> _What needs to be done_: Repeat every line of the material below exactly.

> _Record set_:
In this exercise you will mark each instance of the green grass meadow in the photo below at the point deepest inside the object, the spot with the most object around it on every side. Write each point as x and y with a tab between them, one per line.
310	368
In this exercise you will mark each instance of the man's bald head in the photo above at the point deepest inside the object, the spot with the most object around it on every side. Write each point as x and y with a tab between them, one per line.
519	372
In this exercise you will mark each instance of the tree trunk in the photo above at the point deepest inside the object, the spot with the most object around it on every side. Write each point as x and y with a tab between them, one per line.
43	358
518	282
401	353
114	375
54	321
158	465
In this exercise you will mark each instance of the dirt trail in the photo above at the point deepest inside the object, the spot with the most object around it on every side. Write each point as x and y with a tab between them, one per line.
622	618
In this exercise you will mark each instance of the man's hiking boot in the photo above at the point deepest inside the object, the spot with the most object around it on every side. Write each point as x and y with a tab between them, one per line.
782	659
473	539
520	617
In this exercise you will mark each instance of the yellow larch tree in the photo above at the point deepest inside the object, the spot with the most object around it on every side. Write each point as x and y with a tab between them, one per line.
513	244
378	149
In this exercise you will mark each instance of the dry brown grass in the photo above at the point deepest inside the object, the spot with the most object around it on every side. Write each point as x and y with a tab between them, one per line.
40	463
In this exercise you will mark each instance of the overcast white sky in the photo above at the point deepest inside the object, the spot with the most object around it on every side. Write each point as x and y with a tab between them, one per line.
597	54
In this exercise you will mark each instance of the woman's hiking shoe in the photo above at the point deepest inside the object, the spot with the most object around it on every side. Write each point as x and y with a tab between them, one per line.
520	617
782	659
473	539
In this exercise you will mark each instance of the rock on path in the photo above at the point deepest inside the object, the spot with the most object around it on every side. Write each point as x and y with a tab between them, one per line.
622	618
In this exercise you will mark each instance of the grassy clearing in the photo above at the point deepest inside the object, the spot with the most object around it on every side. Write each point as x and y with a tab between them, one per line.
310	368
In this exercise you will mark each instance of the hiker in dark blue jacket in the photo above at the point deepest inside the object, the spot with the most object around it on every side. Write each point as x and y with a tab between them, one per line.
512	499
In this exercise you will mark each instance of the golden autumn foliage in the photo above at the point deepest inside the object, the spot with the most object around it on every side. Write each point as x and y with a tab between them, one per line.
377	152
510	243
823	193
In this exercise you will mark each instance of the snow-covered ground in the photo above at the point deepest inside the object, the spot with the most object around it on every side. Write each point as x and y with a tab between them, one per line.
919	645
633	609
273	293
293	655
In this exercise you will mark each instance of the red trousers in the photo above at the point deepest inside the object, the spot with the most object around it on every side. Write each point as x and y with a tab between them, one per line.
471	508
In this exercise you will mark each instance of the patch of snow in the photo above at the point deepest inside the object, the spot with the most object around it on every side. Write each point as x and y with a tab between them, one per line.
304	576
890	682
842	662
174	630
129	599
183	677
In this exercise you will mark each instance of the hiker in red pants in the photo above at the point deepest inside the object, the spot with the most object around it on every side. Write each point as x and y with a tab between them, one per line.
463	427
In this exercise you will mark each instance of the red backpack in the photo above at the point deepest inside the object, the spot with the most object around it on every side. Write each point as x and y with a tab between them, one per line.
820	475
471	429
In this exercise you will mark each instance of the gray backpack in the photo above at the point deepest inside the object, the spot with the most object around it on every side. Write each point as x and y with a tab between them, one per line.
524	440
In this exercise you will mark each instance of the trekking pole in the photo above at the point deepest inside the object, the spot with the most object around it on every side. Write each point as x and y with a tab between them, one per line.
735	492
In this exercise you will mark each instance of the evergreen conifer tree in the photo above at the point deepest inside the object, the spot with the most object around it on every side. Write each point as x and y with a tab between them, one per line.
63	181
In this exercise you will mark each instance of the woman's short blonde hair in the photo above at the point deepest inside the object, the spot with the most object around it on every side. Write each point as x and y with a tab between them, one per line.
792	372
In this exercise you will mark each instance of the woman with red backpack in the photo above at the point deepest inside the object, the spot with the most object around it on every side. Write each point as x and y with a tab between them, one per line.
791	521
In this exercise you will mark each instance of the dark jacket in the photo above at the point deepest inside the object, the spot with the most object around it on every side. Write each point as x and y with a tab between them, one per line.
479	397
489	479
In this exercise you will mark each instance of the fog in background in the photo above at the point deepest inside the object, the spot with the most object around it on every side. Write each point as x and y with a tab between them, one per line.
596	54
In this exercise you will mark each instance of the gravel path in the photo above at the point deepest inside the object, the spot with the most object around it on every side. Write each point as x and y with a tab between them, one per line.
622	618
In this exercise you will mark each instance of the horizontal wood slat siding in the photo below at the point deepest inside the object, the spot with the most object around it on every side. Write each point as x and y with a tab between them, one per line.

> _Exercise output_:
In this exercise you will mark each instance of the green grass meadow in the photo below at the point deepest inside the object, the spot with the most object around it on every side. Write each point as x and y with a tab between them, one per line.
310	368
In this exercise you will mark each instance of the man's bald head in the photo above at the point deepest inside the object, the spot with the most object around it on every side. Write each point as x and y with a tab between them, one per line.
519	372
In this exercise you will mark each instance of the tree trunk in the photo above at the point deepest inside the object, the spot with the most object around it on every side. Write each point as x and y with a tab between them, one per line.
43	358
518	282
401	353
114	375
54	321
158	465
In this exercise you will mark each instance of the dirt trail in the photo above at the point deepest inside the object, the spot with the most object around it on every side. Write each point as x and y with a tab between them, one per line.
622	618
In this exercise you will mark each instance of the man's hiking boot in the photo above at the point deepest inside the object, the spot with the most object around it on every side. Write each point as x and y with a tab between them, one per line.
782	659
473	539
520	617
In this exercise you will mark each instance of the yellow larch tree in the photo above at the point deepest inside the object, the spot with the most object around it on every side. Write each point as x and y with a tab between them, one per line.
513	244
378	149
In this exercise you will mark each instance of the dry brown grass in the photo above at the point deepest inside the object, the spot with the most object around it on every side. Write each point as x and y with a tab between them, one per line.
40	463
In this exercise you will mark each instance of the overcast white sky in the photo above at the point deepest inside the object, the spot with the most object around it on every side. Write each point as x and y with a tab between them, one per line.
597	54
In this exercise you will mark each instance of the woman's hiking shoe in the photo above at the point deepest inside the object, the spot with the most object around it on every side. Write each point as x and y with a tab between them, one per line.
520	617
782	659
473	539
In this exercise you will mark each instance of the rock on path in the photo above at the point deepest inside the object, the spot with the most object around it on every side. Write each point as x and y with a tab between them, one per line.
622	618
In this exercise you will mark each instance of the grassy clearing in the photo above at the point deepest inside the object, the spot with the most object around it on every side. Write each point as x and y with a tab between them, one per line.
310	368
In this exercise you will mark each instance of the hiker in dark blue jacket in the photo above at the point deepest inside the object, the spot with the most object around it on every side. Write each point as x and y with a tab between them, one per line.
512	499
In this exercise you will mark each instance of the golden autumn foliage in the photo above at the point deepest inside the object, the spot with the most object around it on every side. Write each point as x and y with a tab between them, one per line.
377	152
510	243
823	193
In this exercise you will mark each instance of the snow-covered ground in the photo above at the point deepest inside the object, the spot with the most object around it on every side. Write each point as x and y with a tab between them, one per line.
919	645
633	609
273	293
293	655
In this exercise you will mark each instance of the red trousers in the photo above at the point deepest inside the object, the spot with the most object around it on every side. Write each point as x and y with a tab between them, one per line.
471	508
In this exercise you will mark each instance of the patch of snow in the photo above at the point deepest inside the object, the spot with the most object around it on every side. Write each point as x and y with a tab between them, one per line.
304	576
890	682
842	662
174	630
129	599
183	677
In this exercise you will mark each instance of the hiker in red pants in the photo above at the point deepest inside the object, the spot with the most object around it on every side. Write each point as x and y with a tab between them, one per line.
463	427
In this exercise you will mark each instance of the red backpack in the photo above at the point deepest inside the object, the spot with the most object around it on every side. Write each point as x and y with a tab between them, one per line.
820	475
471	429
In this exercise you will mark each instance of the gray backpack in the photo above at the point deepest inside the object, the spot with the most object around it on every side. Write each point as x and y with a tab between them, one per line.
524	440
In this exercise you will mark each instance of the trekking pole in the photo above at the point deepest inside the object, the spot with the most object around it on every side. Write each point as x and y with a tab between them, one per line.
735	492
In this exercise you will mark each instance of the evergreen conifer tree in the photo above at the point deepest inside the object, the spot with the most object around it on every side. Write each point as x and y with a tab between them, one per line.
63	181
In this exercise you will mark each instance of the woman's short blonde hair in the photo above at the point deepest inside the object, the spot with the most object around it on every side. Write each point as x and y with a tab between them, one per line.
792	372
In this exercise you will mark each instance of the woman with red backpack in the photo above at the point deepest inside the object, the spot with the most object around it on every side. Write each point as x and y with a tab between them, one per line.
791	521
In this exercise you will mark each instance of the dark jacket in the photo above at the point deepest inside the object, the spot with the most object around it on every side. Write each point as x and y with a tab between them, one per line.
479	397
489	479
In this exercise you will mark each instance of the fog in background in the photo above at the point deepest inside the object, the spot with the most object around it on every side. Write each point as x and y with a tab between them, one per line.
596	54
In this exercise you will mark each instance of the gravel path in the photo above at the point deepest inside the object, the spot with the most object around it on every side. Write each point as x and y with a tab between them, one per line.
622	618
In this exercise you will mark each instance of the horizontal wood slat siding in the photo below at the point deepest inside the object, the spot with the most object around it on every side. Write each point as x and y with a tab between them, one per line.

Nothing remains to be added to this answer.